> **Task instructions**: In the ancestry methods passage, turn the paragraph starting "In the development and testing" into a brief bulleted list that keeps its main facts.

> **Passage shown**:
◇ ◇ ◇

Population Cohorts
We built a reference ancestry principal component (PC) space using the combined 1000 genomes and human genome diversity project (1000G + HGDP) whole-genome-sequencing (WGS) dataset11 that forms part of the gnomAD database10 (N = 3,901 with gnomAD ancestry labels). This dataset was chosen as it is the only subset of the gnomAD database where individual-level data is available.
In the development and testing of the ancestry pipeline, we used a cohort of 7,509 individuals with a monogenic disorder of insulin secretion who had undergone tNGS analysis at the Exeter genomics laboratory12–14 (Exeter-MDIS cohort). These individuals have been referred from 113 countries, representing a wide range of genetic backgrounds. WGS data was available for 381 of these individuals.
Development of the Classification Method
We used Plink 1.915 to filter the combined 1000G + HGDP reference dataset to 848,202 AIMs based on frequency (minor allele frequency > 0.05), linkage disequilibrium (window size 100bp, step size 5, LD threshold 0.5) and missingness (missing genotype rate < 0.01). The number of AIMs here is higher than would typically be used in WGS-based ancestry analysis but maximises the possible number of sites that can be covered by random off-target reads. From this dataset, we calculated the first 10 PCs. Next, we used the LASER16 tool to perform Procrustes analysis and place the 7,509 individuals in the Exeter-MDIS cohort into our reference ancestry space. Procrustes analysis is a form of statistical shape analysis used here to identify the optimal translation, rotation, and scaling factors to translate a PC space created using just the AIMs covered by on- and off-target tNGS reads into the original reference space built using all 848,202 AIMs.

◇ ◇ ◇

> **Dataset content**:
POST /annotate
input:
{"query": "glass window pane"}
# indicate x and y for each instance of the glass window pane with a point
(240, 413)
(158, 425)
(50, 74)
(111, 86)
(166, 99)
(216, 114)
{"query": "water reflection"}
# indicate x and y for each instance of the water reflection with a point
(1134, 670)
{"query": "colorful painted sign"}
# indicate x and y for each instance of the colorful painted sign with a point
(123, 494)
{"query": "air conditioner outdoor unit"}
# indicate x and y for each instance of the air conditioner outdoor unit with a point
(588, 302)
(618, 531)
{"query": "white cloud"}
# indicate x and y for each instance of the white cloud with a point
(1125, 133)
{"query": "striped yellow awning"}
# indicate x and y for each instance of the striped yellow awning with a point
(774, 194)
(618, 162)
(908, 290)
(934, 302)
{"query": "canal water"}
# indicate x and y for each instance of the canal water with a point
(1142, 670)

◇ ◇ ◇

> **Task output**:
- Cohort used to develop and test the ancestry pipeline: 7,509 individuals with a monogenic disorder of insulin secretion (the Exeter-MDIS cohort)
- All had undergone tNGS analysis at the Exeter genomics laboratory
- Referred from 113 countries, covering a wide range of genetic backgrounds
- WGS data available for 381 of them